Coordinate annotation entries -

* * * *

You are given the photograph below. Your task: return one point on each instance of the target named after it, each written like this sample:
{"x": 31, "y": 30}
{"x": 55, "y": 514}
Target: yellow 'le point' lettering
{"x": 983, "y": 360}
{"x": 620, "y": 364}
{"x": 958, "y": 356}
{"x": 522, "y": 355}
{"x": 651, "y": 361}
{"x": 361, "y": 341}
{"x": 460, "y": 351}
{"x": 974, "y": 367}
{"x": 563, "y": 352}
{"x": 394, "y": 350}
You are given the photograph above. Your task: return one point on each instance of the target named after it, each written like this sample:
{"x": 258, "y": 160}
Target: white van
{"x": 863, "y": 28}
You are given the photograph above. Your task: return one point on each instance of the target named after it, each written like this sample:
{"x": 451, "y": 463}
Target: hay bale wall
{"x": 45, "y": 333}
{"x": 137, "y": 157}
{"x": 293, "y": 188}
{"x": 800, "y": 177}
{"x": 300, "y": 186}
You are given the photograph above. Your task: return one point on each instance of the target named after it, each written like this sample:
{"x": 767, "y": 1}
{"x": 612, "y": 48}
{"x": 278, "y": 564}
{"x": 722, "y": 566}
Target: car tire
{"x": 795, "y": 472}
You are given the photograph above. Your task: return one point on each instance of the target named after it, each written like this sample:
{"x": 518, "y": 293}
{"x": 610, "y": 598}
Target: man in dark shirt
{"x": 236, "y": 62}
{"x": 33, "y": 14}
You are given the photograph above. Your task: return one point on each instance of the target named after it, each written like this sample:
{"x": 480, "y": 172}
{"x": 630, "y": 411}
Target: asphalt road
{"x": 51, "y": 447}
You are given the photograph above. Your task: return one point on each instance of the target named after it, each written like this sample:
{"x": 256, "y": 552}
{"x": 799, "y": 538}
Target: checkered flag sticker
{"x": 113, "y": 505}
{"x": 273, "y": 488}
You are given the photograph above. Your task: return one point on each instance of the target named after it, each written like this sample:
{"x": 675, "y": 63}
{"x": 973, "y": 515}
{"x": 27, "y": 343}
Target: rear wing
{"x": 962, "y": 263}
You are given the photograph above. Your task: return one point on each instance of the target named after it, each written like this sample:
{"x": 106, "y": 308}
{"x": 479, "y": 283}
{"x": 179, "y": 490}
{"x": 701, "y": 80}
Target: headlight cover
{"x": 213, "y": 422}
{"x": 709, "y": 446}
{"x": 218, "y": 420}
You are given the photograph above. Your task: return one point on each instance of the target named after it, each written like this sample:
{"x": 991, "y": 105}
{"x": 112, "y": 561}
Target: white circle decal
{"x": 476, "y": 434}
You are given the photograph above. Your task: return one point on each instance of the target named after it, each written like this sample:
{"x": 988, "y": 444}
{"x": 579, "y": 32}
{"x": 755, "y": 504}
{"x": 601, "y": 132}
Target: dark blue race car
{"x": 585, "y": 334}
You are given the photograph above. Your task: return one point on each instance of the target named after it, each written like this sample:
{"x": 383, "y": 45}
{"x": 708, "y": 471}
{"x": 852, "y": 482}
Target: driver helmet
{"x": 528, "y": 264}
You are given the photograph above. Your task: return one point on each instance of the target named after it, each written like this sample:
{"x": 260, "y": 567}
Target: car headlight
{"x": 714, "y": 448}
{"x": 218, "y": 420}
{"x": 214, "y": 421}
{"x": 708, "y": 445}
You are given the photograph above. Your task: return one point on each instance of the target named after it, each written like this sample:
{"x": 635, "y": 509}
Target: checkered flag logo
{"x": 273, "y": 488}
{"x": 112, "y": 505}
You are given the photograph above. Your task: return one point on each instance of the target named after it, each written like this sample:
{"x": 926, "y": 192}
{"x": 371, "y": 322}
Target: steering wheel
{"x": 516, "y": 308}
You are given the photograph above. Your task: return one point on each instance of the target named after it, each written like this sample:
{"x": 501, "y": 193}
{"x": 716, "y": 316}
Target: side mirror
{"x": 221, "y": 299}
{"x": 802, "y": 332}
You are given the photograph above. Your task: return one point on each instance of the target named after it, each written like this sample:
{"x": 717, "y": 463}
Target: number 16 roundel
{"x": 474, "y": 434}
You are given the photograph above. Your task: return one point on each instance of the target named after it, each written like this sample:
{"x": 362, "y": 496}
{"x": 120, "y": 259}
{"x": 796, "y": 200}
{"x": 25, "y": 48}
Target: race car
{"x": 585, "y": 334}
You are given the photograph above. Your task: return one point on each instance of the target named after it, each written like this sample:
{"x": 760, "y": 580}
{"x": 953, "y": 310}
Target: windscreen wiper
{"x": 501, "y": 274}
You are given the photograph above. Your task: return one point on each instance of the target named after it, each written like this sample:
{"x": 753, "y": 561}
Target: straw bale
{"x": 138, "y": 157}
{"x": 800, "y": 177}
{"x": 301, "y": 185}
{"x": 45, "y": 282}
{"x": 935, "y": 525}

* * * *

Return every line above that contains the string "dark", treating uppercase and lowercase as different.

WORKED SOLUTION -
Target: man in dark shirt
Target: dark blue race car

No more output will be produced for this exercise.